◆ **Work to be completed**: Please reproduce every line of the records below verbatim, omitting the pictures.

◆ **Provided data**:
= = = = = = =
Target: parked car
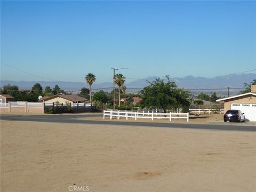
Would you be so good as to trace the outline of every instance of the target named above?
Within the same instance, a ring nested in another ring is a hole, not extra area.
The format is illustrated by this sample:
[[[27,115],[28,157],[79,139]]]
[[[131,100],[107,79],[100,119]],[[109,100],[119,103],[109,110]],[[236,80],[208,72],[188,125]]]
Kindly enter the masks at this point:
[[[224,114],[224,122],[228,121],[231,122],[244,122],[245,116],[240,110],[228,110]]]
= = = = = = =
◆ **Result of the exercise**:
Target: parked car
Would you be so good as to trace the outline of every instance of the target named above?
Within the same instance, a ring nested in another ring is a hole, not extra area.
The format is illustrated by this sample:
[[[27,115],[28,157],[79,139]]]
[[[131,100],[107,79],[100,119]],[[109,100],[119,103],[109,110]],[[236,80],[208,72],[188,125]]]
Kindly enter the masks at this point:
[[[224,114],[224,122],[228,121],[231,122],[244,122],[245,116],[240,110],[228,110]]]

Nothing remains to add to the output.